Location identification data
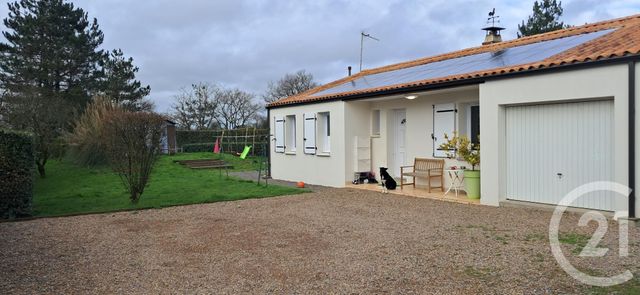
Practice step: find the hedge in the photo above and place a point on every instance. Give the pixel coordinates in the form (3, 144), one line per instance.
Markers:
(16, 173)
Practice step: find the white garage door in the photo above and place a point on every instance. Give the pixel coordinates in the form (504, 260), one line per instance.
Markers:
(554, 148)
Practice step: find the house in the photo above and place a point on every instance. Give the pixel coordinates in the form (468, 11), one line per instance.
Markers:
(555, 111)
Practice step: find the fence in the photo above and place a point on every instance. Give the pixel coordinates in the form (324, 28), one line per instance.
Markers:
(231, 141)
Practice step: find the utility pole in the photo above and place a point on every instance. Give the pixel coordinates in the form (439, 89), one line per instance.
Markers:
(362, 36)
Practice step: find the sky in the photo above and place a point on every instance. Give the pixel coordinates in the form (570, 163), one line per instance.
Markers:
(246, 44)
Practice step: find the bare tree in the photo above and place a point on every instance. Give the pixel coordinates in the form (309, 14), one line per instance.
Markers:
(289, 85)
(236, 108)
(196, 107)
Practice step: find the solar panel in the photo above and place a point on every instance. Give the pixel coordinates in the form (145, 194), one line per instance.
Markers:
(516, 55)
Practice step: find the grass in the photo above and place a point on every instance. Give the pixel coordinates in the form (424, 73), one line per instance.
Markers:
(69, 189)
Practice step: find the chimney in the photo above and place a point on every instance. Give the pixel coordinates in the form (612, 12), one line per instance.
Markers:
(493, 35)
(493, 31)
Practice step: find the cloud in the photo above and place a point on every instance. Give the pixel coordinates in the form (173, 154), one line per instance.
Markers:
(246, 43)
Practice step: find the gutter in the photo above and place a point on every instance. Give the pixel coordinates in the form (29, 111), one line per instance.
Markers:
(469, 81)
(632, 138)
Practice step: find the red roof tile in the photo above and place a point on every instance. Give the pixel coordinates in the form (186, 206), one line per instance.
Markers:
(624, 41)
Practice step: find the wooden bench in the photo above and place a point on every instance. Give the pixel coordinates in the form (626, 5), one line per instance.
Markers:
(425, 168)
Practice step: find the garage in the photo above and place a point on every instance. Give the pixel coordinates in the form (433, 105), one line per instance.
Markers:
(553, 148)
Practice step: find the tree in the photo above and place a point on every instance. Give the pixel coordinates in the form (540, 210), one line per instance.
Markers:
(289, 85)
(49, 67)
(545, 18)
(133, 145)
(120, 83)
(196, 107)
(236, 108)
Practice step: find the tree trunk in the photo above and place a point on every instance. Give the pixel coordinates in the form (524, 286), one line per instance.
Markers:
(41, 169)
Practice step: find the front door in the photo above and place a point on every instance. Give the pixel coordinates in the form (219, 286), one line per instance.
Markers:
(399, 150)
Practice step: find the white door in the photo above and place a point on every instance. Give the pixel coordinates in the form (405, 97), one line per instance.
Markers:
(399, 141)
(554, 148)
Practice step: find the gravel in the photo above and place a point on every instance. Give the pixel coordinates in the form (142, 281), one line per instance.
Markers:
(327, 241)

§ **TO BE DONE**
Please transcribe the data word for word, from the line with "Practice step: find the white door" up to and including the final line of the data.

§ **WORKED ANSWER**
Practice step: find the white door in the photo above and place a point on every instance. Give the pixel coordinates in the form (405, 97), one line per instance.
Markers:
(399, 141)
(554, 148)
Practice step: find the gravel in the photo above and place a point on every instance. Give the pixel coordinates in the form (142, 281), one line per instance.
Markers:
(327, 241)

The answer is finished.